(Records from a dataset)

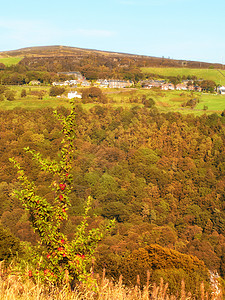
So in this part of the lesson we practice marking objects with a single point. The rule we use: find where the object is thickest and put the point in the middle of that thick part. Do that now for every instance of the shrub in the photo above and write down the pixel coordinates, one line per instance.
(9, 245)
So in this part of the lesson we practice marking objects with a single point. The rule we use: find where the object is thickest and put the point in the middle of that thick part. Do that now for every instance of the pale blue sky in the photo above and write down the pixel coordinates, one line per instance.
(179, 29)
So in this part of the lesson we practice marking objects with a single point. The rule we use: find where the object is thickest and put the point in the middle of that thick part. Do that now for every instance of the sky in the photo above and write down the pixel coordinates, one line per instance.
(178, 29)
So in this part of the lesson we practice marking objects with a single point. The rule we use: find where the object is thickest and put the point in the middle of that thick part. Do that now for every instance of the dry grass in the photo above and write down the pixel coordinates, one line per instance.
(16, 287)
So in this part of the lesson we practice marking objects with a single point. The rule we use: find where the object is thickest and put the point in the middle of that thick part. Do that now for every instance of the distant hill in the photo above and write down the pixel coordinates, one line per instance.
(80, 53)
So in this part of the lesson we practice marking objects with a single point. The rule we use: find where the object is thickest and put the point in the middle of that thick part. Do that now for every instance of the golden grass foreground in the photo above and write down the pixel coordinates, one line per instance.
(16, 287)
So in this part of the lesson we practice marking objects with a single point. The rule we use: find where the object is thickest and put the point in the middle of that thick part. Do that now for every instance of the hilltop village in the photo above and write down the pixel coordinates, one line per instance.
(165, 85)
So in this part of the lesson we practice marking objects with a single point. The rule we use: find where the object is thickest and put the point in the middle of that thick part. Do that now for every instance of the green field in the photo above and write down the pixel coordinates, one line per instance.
(8, 61)
(166, 101)
(208, 74)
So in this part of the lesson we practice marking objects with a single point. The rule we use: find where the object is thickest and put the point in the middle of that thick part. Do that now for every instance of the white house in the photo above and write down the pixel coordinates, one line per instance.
(72, 95)
(221, 90)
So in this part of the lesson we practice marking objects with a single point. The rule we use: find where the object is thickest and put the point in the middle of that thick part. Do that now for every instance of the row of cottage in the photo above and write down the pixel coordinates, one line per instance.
(80, 80)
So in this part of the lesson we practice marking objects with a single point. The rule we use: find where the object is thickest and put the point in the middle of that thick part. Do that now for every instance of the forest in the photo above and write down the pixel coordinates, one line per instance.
(159, 175)
(153, 161)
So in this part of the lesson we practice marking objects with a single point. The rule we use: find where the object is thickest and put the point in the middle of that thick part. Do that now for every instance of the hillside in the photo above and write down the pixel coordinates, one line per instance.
(145, 61)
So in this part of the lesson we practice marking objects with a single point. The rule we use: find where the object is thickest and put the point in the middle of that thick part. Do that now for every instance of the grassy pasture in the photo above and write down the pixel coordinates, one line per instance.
(166, 101)
(208, 74)
(8, 61)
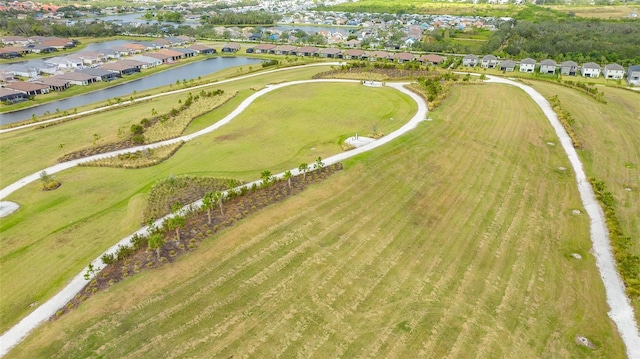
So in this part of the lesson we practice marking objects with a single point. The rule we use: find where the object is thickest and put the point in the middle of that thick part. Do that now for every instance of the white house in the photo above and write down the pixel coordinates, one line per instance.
(470, 60)
(590, 69)
(613, 72)
(528, 65)
(633, 75)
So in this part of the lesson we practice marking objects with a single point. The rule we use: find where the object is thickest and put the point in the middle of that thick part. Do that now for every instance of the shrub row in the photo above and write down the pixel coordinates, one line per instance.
(628, 263)
(139, 159)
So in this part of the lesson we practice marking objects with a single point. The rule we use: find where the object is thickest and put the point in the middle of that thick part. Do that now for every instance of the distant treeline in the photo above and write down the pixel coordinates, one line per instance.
(579, 40)
(246, 18)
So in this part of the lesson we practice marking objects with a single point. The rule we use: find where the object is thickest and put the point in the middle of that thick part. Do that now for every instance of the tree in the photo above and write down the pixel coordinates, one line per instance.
(207, 203)
(219, 198)
(175, 223)
(155, 243)
(287, 176)
(266, 178)
(304, 168)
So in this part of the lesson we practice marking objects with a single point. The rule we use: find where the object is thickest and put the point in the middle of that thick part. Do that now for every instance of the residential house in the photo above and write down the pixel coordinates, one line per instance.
(430, 59)
(21, 70)
(470, 60)
(124, 51)
(379, 55)
(124, 67)
(58, 43)
(89, 58)
(162, 57)
(569, 68)
(77, 78)
(330, 52)
(136, 48)
(173, 55)
(148, 62)
(65, 62)
(55, 84)
(263, 48)
(489, 62)
(307, 51)
(528, 65)
(352, 54)
(14, 40)
(633, 75)
(508, 66)
(101, 73)
(548, 67)
(285, 50)
(403, 57)
(613, 72)
(205, 50)
(353, 43)
(186, 52)
(12, 96)
(43, 49)
(231, 47)
(590, 69)
(29, 88)
(11, 52)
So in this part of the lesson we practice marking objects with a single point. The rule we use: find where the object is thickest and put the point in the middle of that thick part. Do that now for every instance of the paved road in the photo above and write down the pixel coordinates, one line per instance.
(18, 332)
(621, 311)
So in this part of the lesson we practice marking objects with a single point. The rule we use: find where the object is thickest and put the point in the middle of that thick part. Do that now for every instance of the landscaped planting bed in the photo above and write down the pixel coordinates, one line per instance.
(198, 225)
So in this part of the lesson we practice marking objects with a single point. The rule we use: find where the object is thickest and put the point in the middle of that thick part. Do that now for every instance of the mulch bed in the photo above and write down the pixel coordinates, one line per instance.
(196, 230)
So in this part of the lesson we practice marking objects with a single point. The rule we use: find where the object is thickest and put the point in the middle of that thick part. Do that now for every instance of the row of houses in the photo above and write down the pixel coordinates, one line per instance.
(550, 67)
(15, 91)
(17, 46)
(336, 53)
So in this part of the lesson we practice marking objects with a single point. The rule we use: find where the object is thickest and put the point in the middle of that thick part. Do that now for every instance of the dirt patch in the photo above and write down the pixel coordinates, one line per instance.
(6, 208)
(198, 227)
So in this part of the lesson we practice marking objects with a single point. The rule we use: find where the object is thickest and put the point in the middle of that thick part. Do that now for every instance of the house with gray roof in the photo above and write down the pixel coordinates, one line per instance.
(489, 62)
(613, 72)
(528, 65)
(569, 68)
(548, 67)
(148, 61)
(12, 96)
(590, 69)
(633, 75)
(101, 74)
(508, 65)
(470, 60)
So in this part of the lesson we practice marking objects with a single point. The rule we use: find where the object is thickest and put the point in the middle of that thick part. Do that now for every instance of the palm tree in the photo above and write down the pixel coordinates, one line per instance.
(155, 243)
(303, 168)
(287, 176)
(207, 203)
(266, 178)
(219, 197)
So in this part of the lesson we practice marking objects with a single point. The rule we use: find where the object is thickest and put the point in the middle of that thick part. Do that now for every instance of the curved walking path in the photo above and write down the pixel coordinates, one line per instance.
(188, 89)
(621, 311)
(19, 331)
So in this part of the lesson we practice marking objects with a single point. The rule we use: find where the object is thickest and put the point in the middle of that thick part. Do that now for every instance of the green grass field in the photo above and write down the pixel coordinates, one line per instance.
(452, 241)
(609, 133)
(56, 234)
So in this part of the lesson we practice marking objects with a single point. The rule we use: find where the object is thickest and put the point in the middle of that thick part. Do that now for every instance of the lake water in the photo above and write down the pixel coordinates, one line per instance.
(189, 71)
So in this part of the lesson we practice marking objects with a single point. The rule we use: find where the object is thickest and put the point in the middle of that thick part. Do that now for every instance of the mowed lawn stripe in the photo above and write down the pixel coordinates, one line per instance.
(455, 236)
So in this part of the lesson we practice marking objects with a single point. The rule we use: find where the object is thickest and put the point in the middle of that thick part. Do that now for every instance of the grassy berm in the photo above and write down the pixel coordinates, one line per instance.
(454, 241)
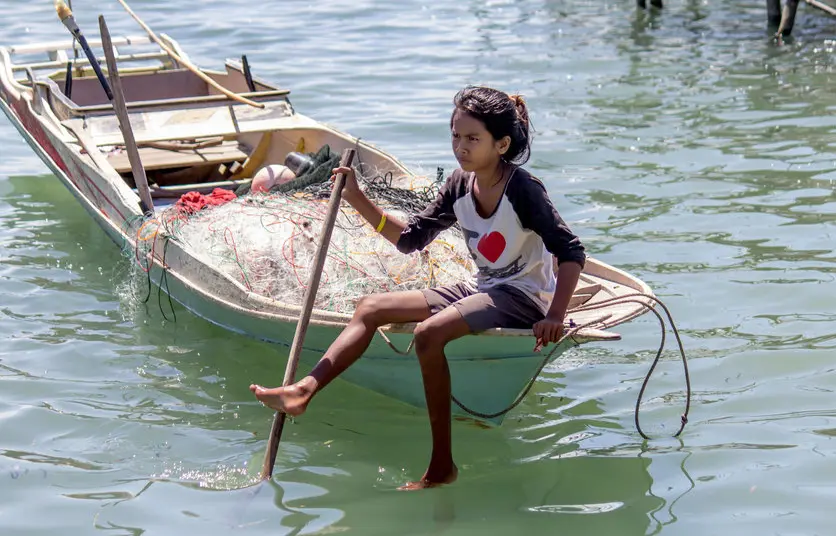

What is needed: Write out each entry exactly as given, omitting any picture.

Answer to the problem:
So in this part of the lesson we practice marking objects with a single point. The rule we use: find where the object is thickest and put the point in the middle of that thick part. Do that now for every instance of the shrub in the photo above and write down the pixel coordinates, one line per instance.
(9, 245)
So in this part of the lesson we practice marking objects with a single point. The rule we use: find where the object is thickest and put the point in the middle of that thick part. Do that now for every instance of the pale blue sky in the photo above and write down the pixel coordinates, one line per instance.
(179, 29)
So in this part of the lesson we practice marking objects with a single point. The rule we use: find where the object is thickest and put the point in the middle of that thick part. Do that now for every instance of the sky in the photo above and write down the pixel coordinates, one line per instance.
(178, 29)
So in this part of the lesson we practice marking objects with a single point. The rule we use: find where the object is thickest and put the point in the middle of that thick part. Do that now for every instance of the dry grass in the photo above and write down the pixel coordinates, one line per instance.
(16, 287)
So in this part of the lesson we practice marking objects with a single point. The rule we use: find where the object is thickest and put the point in the middle of that thick part. Do that now for every instance of the distant hill in the photo above and write down the pixel coordinates, one line per instance.
(80, 53)
So in this part of the lesson we practice marking objects with a single point. The rule we use: find where the object is thickest and put the point in the middle of that thick part. Do that now for every instance of the golden grass foreground in the photo above and write down the pixel coordinates, one line per instance.
(16, 287)
So in this part of the lesson we practice marking objects with a single point. The rule we use: find where the object is thickest and put the point in the middle of that thick part. Do that now for every instance of the hilltop village in the photo above and write down the pixel coordinates, one line per instance.
(165, 85)
So in this part of the lesson we practice marking objects with a single point. The rule we use: find where the object is thickest and put the point in the middle of that thick part. Do that now for every instance of the green field in the photo above and write down the pixel coordinates, one line per instance.
(8, 61)
(166, 101)
(208, 74)
So in this part of the lesson we practice marking objects with a single point. The rule we use: find where the object is thickest and put the point in the middle of that thick part. Do that now for every instance of the white house in the photo above and write down the pixel coordinates, one line per instance.
(72, 95)
(221, 90)
So in this part of the lesson we practice marking objects with a single point. The rule we use: find where the object is thickest and put the point in the middle of that thick part. Do that now for every instance of the row of cottage in the photo above and write down the pixel coordinates, one line per instance.
(80, 80)
So in this part of the lesson we practice marking objects with a single point. The rule we use: find where the object is thickest and put the point in the middle of that thick part. Do that now for every instance of the forest in the photo above and write down the pixel coordinates, one line per instance.
(159, 175)
(153, 161)
So in this part of the lesson we practice marking objects with a single point. The rule we use: find where the object is thickest and put the point in the middle of that thick part. Do that now for every instance of the hillside in the photo above and write down the pixel coordinates, one line per instance.
(145, 61)
So in this part of the lesson we practice marking objects with a single point. The rule we use: find where the object is thickest and put the point in the middle of that thick part. Do that now for every instance of the grassy pasture in the photo above and write down the pixel coordinates, one line per instance.
(166, 101)
(208, 74)
(8, 61)
So in this part of the lesson we practice marking objects with a single point. The rule we use: find where the object is thickest and put the point in the middle of that thick part. Do that now for every instance of the white house in the photo above and write down the pixel coordinates, one line per instance.
(470, 60)
(590, 69)
(613, 72)
(528, 65)
(633, 75)
So in this part of the lesson we practice marking objects with a single point. The rule we use: find where the object is thickest and put the point in the middle of that thick part. Do that now for every instance of the shrub row in the photo above and write down the pixel coordinates, one line per instance.
(628, 263)
(139, 159)
So in this part of the lesson we practice marking objects with a single point. The rule we use: find where the object is thickest and put the point in the middle of that thick part. Do that now for every instance of the distant treeline in the photo above and write down the pixel coordinates, one line per instance.
(579, 40)
(246, 18)
So in this part of the lesson we practice marking objects with a single point. The rule we use: find where the object is thickest and put the point in the middle of that thick part. Do that now for every instance of the tree in the photo above and write down the pixel coordinates, one line per instance.
(207, 203)
(219, 198)
(175, 223)
(155, 243)
(287, 176)
(266, 178)
(304, 168)
So in this part of the lesson we practice marking objects with a single point. The rule we use: find where the object is thickest and put the point in the middle of that thick part. Do that now for every instance of the residential house in the photo above and write down the pixel coordinates, one line per instance.
(430, 59)
(21, 70)
(470, 60)
(124, 51)
(379, 55)
(124, 67)
(58, 43)
(89, 58)
(162, 57)
(569, 68)
(77, 78)
(330, 52)
(136, 48)
(173, 55)
(148, 62)
(65, 62)
(55, 84)
(263, 48)
(489, 62)
(307, 51)
(528, 65)
(352, 54)
(14, 40)
(633, 75)
(508, 66)
(101, 73)
(548, 67)
(285, 50)
(403, 57)
(613, 72)
(205, 50)
(353, 43)
(186, 52)
(12, 96)
(43, 49)
(231, 47)
(590, 69)
(29, 88)
(11, 52)
So in this part of the lesson we practice marking objects with a single point. The rule we use: find where the object is thickest and put the point in the middle of that thick part. Do that now for every instance of the paved road in the photo above and write down the pixel coordinates, one line per instance.
(18, 332)
(621, 311)
So in this part of the lesson we practice marking objects with a single point. The rule we use: find where the object is thickest and put the point in the middle of that thick part. Do that now for every instance of the landscaped planting bed in the photo above and write down the pixel coordinates, one line per instance.
(198, 225)
So in this part of the lesson we practice marking objects with a single point. The rule we use: find where the object is thickest and put the point in the middle of that thick part. Do that now for every instance of the mulch bed in the photo above and write down the pixel coordinates, one line per instance.
(196, 230)
So in this part of the lesson we practice marking objects with a single point. The rule we use: find where the object is thickest and put the point in the middle of that thick part. Do that now for every instance of the row of houses in the photo above and write down the pixel coordinates, one line per instance.
(550, 67)
(15, 91)
(17, 46)
(336, 53)
So in this part of the lesson we practice marking objects with a single point. The rule we use: find where the object is thickest and put the point in the middle of that thick part. Do that now for every instance of the dirt patch in the photo above and write down the pixel coordinates, one line per instance.
(6, 208)
(198, 227)
So in this part of the lesson we practice marking objects with a single point. The rule we use: find where the object is thickest and put the point in the middle of that thick part. Do that now for every instance of the house with gray roof in the photo above and write down the pixel coordinates, one line per instance.
(489, 62)
(613, 72)
(528, 65)
(569, 68)
(548, 67)
(148, 61)
(12, 96)
(590, 69)
(633, 75)
(101, 74)
(508, 65)
(470, 60)
So in this part of the lesson we practice marking objects with a single point. The rule we use: find where the object is thickest and put the point in the middle of that thick part. Do that now for every instance of the palm tree in the photo above and write down the pixel coordinates, one line per instance.
(155, 243)
(303, 168)
(287, 176)
(207, 203)
(266, 178)
(219, 197)
So in this part of the lesson we practice marking objects with a single point. The rule we use: find where the object is thickest and put the point in the middle of that thick part. Do that now for every instance of the curved walking path in the photo above and write down the pixel coordinates, one line per instance.
(188, 89)
(621, 311)
(19, 331)
So in this part of the lesson we practice marking objects with a single point. The rule we use: find where the object is thickest and put the point in the middle of that thick part. Do that now for every instance of the green grass field in the photo above and write down the pixel coordinates, one line per instance.
(452, 241)
(609, 133)
(56, 234)
So in this part of the lesson we practice marking objects with a single point. The rule we use: find where the object is thickest and put the point in the middle of that thick part. Do that now for every instance of the lake water in the photo above and write down the pixel coordinates, one line per instance.
(189, 71)
So in this part of the lesson we practice marking objects with a single point. The rule we use: find where the object is thickest and put the point in the middle of that thick part. Do that now for every instance of the mowed lawn stripe in the photo above and write down the pixel coordinates, one line per instance.
(455, 236)
So in this part of the lesson we practice marking objects with a single point. The rule we use: find where the object is thickest and put the point in the middle of that thick part. Do that now for every instance of the grassy berm in the photo above and write down the pixel coordinates, one line per instance.
(454, 241)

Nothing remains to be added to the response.